[Start EXTRACTED TEXT]
As shown in FIG. 3 and also in FIGS. 4-6, a stud 319 has a head 320 and a hollow threaded portion 321 and a cap 317 is fitted to the head 320. The stud 319 and cap 317 form a cover for the antenna 102. The threaded portion 321 is fitted snugly (FIG. 3) through a hole in the cover plate 311 and is attached to the horizontal mounting plate 309 by a spring loaded washer and nut 325. The antenna 102 passes through the hollow interior of the stud 319 and forms the coil 315.
As seen in FIG. 4, the cap 317 is fitted to the outer side of the head 320 of the stud 319. FIG. 4 also shows that the threaded portion 321 may be offset with respect to the centre of the head 320 and the cap 317 to facilitate assembly of the antenna in its cover.
The cap 317 and the head 320 form two interfitting parts which are shown separated in FIGS. 5 and 6. These parts may be made of a strong mouldable insulating material such as fibre reinforced plastics material, e.g. nylon. As shown in FIG. 5 the head 320 has a disc shaped part 401 on the outer surface of which is an integrally formed protruding member 409 in the shape of a coil providing a coiled recess in which the antenna 102 is fitted to provide the coil 315 (not shown in FIGS. 5 and 6) referred to earlier with reference to FIG. 3.
[End EXTRACTED TEXT]
■ **WHAT THE TASK ASKS**
Please write what comes next in the antenna-cover passage above, starting after its last sentence.
[Start SUPPLIED MATERIAL]
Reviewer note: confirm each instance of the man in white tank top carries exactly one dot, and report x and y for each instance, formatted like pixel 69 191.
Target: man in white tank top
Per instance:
[End SUPPLIED MATERIAL]
■ **EXPECTED ANSWER**
The cap 317 is fitted to the head 320 by plugs 501 (shown in FIG. 6) formed on its underside surface which are attached to complementary sockets 407 (FIG. 5) formed on the disc shaped part 401. After assembly of the head 320 and the cap 317, the two may be sealed together, e.g. by ultrasonic welding.
FIG. 7 shows the device form 300 of FIG. 3 with the disc shaped part 401 of the head 320 fitted flush in a suitably provided slot in the cover plate 311.
In FIG. 8 part of the cover plate 311 and part of the stud 319 is shown cut away so that the antenna 102, comprising the part forming the coil 315, may be seen. The antenna 102 has an outer insulating sheath 601. The stud 319 with the antenna 102 fed through it provides protection of the components of the assembly inside the pit 301 from water, e.g. rainwater, present on the ground 302.
The novel form 300 beneficially gives ease of installation in the pit 301 and ensures that the antenna 102, although made of flexible material, will be fixed in its final position. In particular, the novel construction of the head 320 and the cap 317 allows smooth insertion of antenna cable to form the antenna 102 comprising the coil 315. No installation tool is required for this and the configuration guarantees that the antenna 102 will be fixed in its final position.
Inside the pit 301, below the cover plate 311, the antenna 102 is a counterpoise, and above the cover plate 311 it is a short top loaded vertical polarisation monopole. A typical height of the coil 315 above the ground is 1 to 2 cm.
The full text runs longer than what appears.